3.3. Gedaagde voert verweer. Als reden voor haar weigering om eiser weer als deelnemer toe te laten en hem startfaciliteiten te verlenen heeft gedaagde aangevoerd dat eiser zich niet houdt aan het veiligheidsprotocol van gedaagde, doordat hij in het verleden bij herhaling gevaarlijke situaties zowel in de lucht als op de grond heeft veroorzaakt. Daarnaast heeft eiser zich volgens gedaagde regelmatig negatief over gedaagde en haar bestuursleden uitgelaten en daarmee de grenzen van een kritisch deelnemer overschreden. Van gedaagde kan daarom niet worden gevergd dat zij eiser weer toelaat als deelnemer c.q. hem weer startfaciliteiten verschaft, aldus gedaagde.
3.4. Op de stellingen van partijen wordt hierna, voor zover van belang, nader ingegaan.
4. De beoordeling
4.1. Het spoedeisend belang bij de gevraagde voorzieningen volgt voldoende uit de stellingen van eiser. Gedaagde heeft dit ook niet weersproken.

» Doel 1:
Komen de drie uitspraken hieronder overeen met het fragment? Beantwoord elke uitspraak met ja of nee en citeer letterlijk de woorden uit het fragment die de doorslag geven.
(a) Gedaagde heeft het spoedeisend belang van eiser weersproken.
(b) Volgens gedaagde heeft eiser gevaarlijke situaties veroorzaakt, zowel in de lucht als op de grond.
(c) Volgens gedaagde heeft eiser zich maar één keer negatief uitgelaten over gedaagde en haar bestuursleden.

» Te verwerken gegevens:

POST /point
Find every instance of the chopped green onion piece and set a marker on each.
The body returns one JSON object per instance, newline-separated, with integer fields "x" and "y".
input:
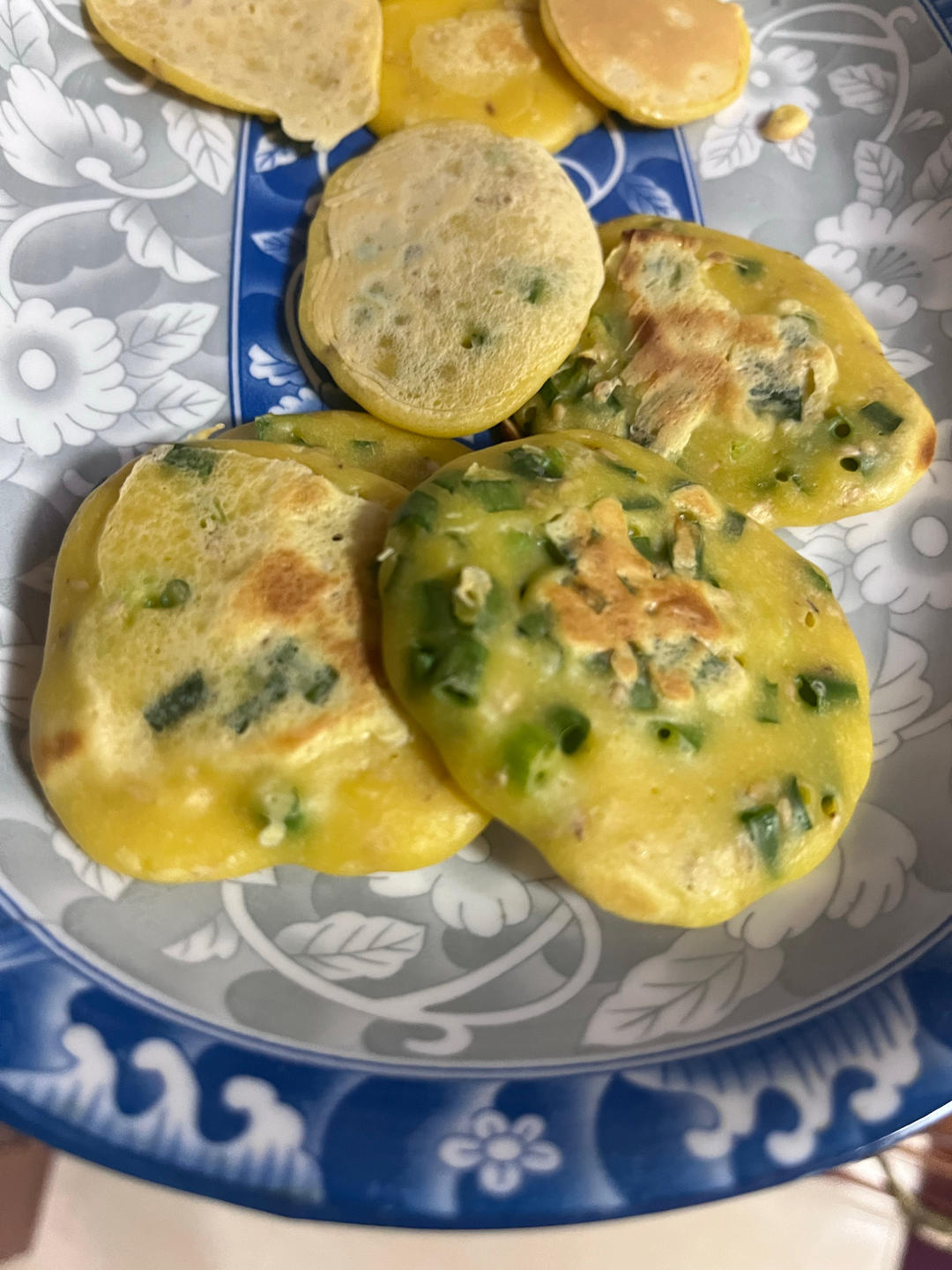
{"x": 322, "y": 684}
{"x": 274, "y": 689}
{"x": 822, "y": 692}
{"x": 420, "y": 510}
{"x": 527, "y": 753}
{"x": 181, "y": 700}
{"x": 763, "y": 825}
{"x": 880, "y": 415}
{"x": 800, "y": 817}
{"x": 734, "y": 524}
{"x": 536, "y": 624}
{"x": 768, "y": 705}
{"x": 496, "y": 496}
{"x": 570, "y": 728}
{"x": 193, "y": 460}
{"x": 457, "y": 672}
{"x": 537, "y": 464}
{"x": 818, "y": 578}
{"x": 173, "y": 594}
{"x": 687, "y": 736}
{"x": 641, "y": 695}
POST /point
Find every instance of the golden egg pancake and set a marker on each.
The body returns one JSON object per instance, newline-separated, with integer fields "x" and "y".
{"x": 210, "y": 701}
{"x": 311, "y": 64}
{"x": 450, "y": 272}
{"x": 481, "y": 60}
{"x": 657, "y": 691}
{"x": 658, "y": 61}
{"x": 357, "y": 441}
{"x": 750, "y": 370}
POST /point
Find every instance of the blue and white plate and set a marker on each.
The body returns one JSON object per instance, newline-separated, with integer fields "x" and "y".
{"x": 471, "y": 1044}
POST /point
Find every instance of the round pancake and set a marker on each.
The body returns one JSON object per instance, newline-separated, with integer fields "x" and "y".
{"x": 750, "y": 370}
{"x": 659, "y": 61}
{"x": 480, "y": 60}
{"x": 658, "y": 692}
{"x": 358, "y": 441}
{"x": 311, "y": 64}
{"x": 450, "y": 272}
{"x": 211, "y": 701}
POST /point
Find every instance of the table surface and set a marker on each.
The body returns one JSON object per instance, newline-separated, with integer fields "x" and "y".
{"x": 95, "y": 1220}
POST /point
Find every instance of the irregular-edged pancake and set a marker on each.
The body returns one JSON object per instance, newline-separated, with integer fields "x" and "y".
{"x": 660, "y": 693}
{"x": 658, "y": 61}
{"x": 481, "y": 60}
{"x": 311, "y": 64}
{"x": 747, "y": 367}
{"x": 210, "y": 701}
{"x": 450, "y": 272}
{"x": 357, "y": 441}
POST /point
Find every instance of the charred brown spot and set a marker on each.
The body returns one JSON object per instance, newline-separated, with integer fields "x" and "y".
{"x": 283, "y": 585}
{"x": 55, "y": 750}
{"x": 926, "y": 450}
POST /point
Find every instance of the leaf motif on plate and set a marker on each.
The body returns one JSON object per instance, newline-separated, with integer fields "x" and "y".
{"x": 936, "y": 178}
{"x": 273, "y": 150}
{"x": 277, "y": 370}
{"x": 877, "y": 852}
{"x": 646, "y": 196}
{"x": 801, "y": 152}
{"x": 156, "y": 340}
{"x": 152, "y": 247}
{"x": 19, "y": 671}
{"x": 918, "y": 120}
{"x": 100, "y": 879}
{"x": 45, "y": 135}
{"x": 167, "y": 401}
{"x": 283, "y": 245}
{"x": 25, "y": 37}
{"x": 205, "y": 140}
{"x": 879, "y": 173}
{"x": 349, "y": 945}
{"x": 868, "y": 88}
{"x": 217, "y": 938}
{"x": 899, "y": 695}
{"x": 726, "y": 149}
{"x": 695, "y": 984}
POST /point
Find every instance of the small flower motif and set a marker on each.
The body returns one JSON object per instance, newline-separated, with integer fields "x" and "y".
{"x": 889, "y": 265}
{"x": 904, "y": 553}
{"x": 776, "y": 79}
{"x": 502, "y": 1152}
{"x": 61, "y": 376}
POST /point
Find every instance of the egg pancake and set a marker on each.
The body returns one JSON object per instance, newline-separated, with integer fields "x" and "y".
{"x": 358, "y": 441}
{"x": 657, "y": 691}
{"x": 480, "y": 60}
{"x": 311, "y": 64}
{"x": 211, "y": 701}
{"x": 750, "y": 370}
{"x": 450, "y": 272}
{"x": 660, "y": 63}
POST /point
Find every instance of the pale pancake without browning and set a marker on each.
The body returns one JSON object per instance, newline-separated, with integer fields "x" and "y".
{"x": 311, "y": 64}
{"x": 481, "y": 60}
{"x": 657, "y": 61}
{"x": 658, "y": 692}
{"x": 750, "y": 370}
{"x": 358, "y": 441}
{"x": 450, "y": 271}
{"x": 211, "y": 701}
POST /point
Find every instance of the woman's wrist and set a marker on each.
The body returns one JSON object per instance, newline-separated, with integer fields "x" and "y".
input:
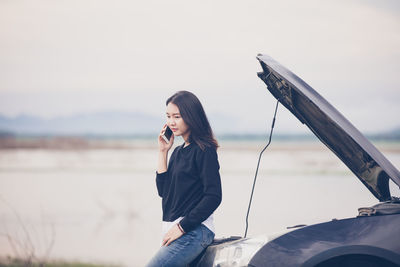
{"x": 180, "y": 228}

» Doel 2: Welke regels uit de vermeldingen blijven over als je filtert op de tekenreeks "motif"? Neem elke regel met die tekenreeks over en houd rekening met hoofdletters en kleine letters.

» Uitvoer 1:
(a) Nee: "Gedaagde heeft dit ook niet weersproken."
(b) Ja: "doordat hij in het verleden bij herhaling gevaarlijke situaties zowel in de lucht als op de grond heeft veroorzaakt"
(c) Nee: "Daarnaast heeft eiser zich volgens gedaagde regelmatig negatief over gedaagde en haar bestuursleden uitgelaten"

» Uitvoer 2:
Find every instance of the leaf motif on plate and set a marker on each.
Find every instance of the small flower motif and set a marker on each.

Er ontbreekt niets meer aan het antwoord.